*Document passage:*
** Begin **

William Ernest Pinckert (May 1, 1907 – August 30, 1977) was an American football halfback. He played college football at the University of Southern California (USC) under head coach Howard Jones. Pinckert played professionally in the National Football League (NFL) from 1932 to 1940 with the Boston Braves/Redskins, who then moved to Washington, D.C. Pinckert was inducted into the College Football Hall of Fame in 1957.

Early life
A younger brother of astrologer Jeane Dixon, Pinckert and his nine siblings were the children of Richard Franz Pinckert, a native of Gräfenhainichen, Wittenberg, 
Saxony-Anhalt, and his wife, Luise Johanne Emma ( Graefe), both Roman Catholics.

College career
Pinckert was consensus selection on the 1930 College Football All-America Team. Tommy Trojan, officially known as the Trojan Shrine was based on a variety of USC football players, including Russ Saunders and Pinckert. The lower half in particular is based on Ernie Pinckert.

Professional career
Pinckert played in the NFL between 1932 and 1940 for the Boston Braves and the Washington Redskins.

** End **

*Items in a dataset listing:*
** Begin **

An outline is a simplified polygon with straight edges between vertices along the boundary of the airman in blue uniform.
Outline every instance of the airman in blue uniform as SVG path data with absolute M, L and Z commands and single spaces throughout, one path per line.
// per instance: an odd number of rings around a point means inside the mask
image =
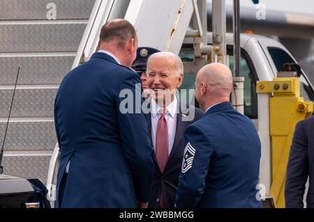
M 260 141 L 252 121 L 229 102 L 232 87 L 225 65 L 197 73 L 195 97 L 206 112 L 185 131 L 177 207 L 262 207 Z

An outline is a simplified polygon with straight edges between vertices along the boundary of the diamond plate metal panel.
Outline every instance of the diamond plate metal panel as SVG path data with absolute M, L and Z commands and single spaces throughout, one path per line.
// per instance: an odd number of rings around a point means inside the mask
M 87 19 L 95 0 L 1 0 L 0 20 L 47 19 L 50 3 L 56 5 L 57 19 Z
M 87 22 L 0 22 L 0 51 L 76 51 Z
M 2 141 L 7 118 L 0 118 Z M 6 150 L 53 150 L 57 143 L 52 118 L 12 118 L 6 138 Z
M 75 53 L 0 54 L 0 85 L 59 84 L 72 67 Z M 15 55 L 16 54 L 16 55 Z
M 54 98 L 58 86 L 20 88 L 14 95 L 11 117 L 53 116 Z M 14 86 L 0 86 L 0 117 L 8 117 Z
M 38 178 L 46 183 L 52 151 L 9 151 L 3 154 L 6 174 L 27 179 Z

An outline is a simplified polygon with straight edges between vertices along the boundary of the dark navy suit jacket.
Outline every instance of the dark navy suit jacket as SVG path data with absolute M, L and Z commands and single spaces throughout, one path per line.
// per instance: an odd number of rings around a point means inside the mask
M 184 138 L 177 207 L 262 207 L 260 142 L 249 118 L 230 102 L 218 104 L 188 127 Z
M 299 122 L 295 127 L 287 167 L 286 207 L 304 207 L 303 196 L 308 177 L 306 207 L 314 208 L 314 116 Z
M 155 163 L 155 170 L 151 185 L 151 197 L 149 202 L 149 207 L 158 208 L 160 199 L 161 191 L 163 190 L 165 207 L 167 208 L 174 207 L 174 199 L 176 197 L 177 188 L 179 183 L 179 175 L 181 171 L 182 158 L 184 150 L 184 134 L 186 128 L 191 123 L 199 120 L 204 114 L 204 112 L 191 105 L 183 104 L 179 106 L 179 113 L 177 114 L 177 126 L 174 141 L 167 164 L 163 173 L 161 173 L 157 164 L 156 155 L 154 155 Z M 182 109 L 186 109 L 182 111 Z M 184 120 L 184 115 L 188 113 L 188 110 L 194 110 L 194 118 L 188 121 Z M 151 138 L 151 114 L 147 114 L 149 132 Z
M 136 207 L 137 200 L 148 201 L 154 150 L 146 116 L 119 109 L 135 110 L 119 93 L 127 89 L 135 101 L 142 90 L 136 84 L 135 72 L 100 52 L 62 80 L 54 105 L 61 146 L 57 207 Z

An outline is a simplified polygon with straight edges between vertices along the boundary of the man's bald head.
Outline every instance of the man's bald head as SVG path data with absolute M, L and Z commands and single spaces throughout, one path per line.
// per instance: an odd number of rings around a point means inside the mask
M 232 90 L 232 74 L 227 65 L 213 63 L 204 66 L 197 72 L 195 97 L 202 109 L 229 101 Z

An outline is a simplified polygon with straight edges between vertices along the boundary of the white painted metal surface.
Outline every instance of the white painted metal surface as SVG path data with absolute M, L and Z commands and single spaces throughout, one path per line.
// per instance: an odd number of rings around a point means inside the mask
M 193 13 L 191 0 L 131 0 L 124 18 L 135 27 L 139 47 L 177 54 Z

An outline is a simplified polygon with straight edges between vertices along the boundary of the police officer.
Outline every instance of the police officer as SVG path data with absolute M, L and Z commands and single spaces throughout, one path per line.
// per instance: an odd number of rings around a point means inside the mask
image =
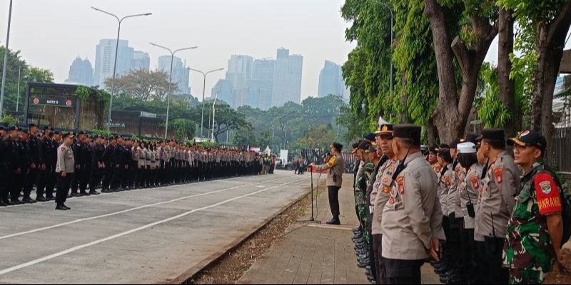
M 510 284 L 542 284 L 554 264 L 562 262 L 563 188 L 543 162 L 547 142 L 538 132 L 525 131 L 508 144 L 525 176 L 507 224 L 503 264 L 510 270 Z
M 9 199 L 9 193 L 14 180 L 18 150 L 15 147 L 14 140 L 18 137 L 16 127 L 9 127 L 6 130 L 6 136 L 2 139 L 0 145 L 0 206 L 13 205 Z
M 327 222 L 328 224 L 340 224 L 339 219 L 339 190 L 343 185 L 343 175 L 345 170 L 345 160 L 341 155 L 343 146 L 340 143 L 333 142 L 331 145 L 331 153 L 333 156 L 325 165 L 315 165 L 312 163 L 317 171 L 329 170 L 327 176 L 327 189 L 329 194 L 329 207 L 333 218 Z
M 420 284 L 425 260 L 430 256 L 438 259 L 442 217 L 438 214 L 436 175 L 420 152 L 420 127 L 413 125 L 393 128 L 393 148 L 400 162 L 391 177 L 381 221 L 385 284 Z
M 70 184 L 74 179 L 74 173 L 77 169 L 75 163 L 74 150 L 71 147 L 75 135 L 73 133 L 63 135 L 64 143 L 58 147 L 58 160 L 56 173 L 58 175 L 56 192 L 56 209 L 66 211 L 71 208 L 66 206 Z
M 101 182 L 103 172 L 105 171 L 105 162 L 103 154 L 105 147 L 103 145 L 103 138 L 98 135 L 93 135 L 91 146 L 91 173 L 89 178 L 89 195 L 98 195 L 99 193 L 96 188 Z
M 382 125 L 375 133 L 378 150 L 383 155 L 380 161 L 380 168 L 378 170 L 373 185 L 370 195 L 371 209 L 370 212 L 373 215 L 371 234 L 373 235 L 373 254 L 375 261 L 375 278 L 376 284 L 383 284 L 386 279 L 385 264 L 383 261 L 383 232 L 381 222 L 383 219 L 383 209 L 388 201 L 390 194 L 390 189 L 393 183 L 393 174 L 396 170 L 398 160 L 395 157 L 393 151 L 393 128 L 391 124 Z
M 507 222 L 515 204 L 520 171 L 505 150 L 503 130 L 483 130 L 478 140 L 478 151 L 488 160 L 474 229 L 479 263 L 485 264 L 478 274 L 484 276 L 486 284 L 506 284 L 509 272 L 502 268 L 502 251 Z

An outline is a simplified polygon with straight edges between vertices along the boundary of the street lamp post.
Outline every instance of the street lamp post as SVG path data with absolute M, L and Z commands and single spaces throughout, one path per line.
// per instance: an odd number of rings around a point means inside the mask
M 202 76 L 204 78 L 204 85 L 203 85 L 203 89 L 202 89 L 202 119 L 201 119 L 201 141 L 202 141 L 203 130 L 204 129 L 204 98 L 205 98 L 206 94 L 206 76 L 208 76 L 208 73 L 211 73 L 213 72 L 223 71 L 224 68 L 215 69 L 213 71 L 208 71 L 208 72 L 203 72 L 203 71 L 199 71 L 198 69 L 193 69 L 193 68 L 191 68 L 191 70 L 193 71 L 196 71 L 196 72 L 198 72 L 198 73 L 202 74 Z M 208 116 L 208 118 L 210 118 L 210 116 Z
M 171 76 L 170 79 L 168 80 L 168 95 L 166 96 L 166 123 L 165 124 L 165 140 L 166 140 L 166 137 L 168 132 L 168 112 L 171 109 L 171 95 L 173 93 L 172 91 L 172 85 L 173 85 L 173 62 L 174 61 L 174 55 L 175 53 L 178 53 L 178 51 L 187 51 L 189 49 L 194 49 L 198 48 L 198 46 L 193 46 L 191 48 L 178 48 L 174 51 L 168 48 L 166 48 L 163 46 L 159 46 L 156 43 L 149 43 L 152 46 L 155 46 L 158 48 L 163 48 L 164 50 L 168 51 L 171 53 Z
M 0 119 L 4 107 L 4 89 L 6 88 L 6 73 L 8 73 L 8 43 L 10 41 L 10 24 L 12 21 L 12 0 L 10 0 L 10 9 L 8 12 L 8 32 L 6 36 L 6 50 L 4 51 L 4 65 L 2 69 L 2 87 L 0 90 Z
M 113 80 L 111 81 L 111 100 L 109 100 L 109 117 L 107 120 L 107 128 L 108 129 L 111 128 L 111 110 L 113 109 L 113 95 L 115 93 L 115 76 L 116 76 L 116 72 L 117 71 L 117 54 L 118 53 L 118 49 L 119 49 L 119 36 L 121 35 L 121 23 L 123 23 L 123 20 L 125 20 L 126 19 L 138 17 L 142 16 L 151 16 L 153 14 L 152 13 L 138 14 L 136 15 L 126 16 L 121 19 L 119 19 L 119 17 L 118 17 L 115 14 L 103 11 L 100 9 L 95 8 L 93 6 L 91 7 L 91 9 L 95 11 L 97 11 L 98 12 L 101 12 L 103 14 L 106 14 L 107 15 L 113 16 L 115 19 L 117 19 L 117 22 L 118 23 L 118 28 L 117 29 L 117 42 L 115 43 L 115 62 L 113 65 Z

** End **

*Instructions:*
**A)** According to the passage on William Pinckert, in what year was he inducted into the College Football Hall of Fame?
**B)** Rewrite the listing from its first line through the line containing "Outline every instance of the airman", changing "vertices" to "corner points" and keeping everything else the same; return only those lines.

*Answers to the problems:*
**A)** 1957

**B)**
An outline is a simplified polygon with straight edges between corner points along the boundary of the airman in blue uniform.
Outline every instance of the airman in blue uniform as SVG path data with absolute M, L and Z commands and single spaces throughout, one path per line.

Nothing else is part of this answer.